(Location identification data)
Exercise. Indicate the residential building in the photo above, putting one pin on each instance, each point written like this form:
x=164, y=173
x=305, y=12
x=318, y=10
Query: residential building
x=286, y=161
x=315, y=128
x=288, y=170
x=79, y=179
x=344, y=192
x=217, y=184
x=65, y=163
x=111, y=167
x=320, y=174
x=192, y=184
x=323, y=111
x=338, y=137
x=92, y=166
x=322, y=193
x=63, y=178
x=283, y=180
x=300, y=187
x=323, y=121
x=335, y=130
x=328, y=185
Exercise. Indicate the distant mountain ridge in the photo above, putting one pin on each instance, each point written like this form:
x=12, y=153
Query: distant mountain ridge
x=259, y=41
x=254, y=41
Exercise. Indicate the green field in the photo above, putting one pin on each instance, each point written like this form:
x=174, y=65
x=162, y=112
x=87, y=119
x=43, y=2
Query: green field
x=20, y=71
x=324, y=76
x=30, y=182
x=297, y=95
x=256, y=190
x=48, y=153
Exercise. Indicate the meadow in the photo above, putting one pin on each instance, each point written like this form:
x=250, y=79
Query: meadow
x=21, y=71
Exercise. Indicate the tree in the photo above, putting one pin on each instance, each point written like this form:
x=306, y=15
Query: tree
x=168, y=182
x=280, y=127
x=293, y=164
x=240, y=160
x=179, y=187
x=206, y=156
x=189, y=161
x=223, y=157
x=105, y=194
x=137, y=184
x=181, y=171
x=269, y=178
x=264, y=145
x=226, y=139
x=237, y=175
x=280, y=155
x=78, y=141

- _SET EXERCISE_
Give the part of the data above that opens with the line containing "Exercise. Indicate the distant" and closes with the line containing "x=254, y=41" as a numbered list, leaving out blank lines.

- _SOLUTION TO THIS TASK_
1. Exercise. Indicate the distant mountain ridge in the photo above, putting one pin on each instance, each point written like this form:
2. x=12, y=153
3. Query: distant mountain ridge
4. x=259, y=41
5. x=254, y=41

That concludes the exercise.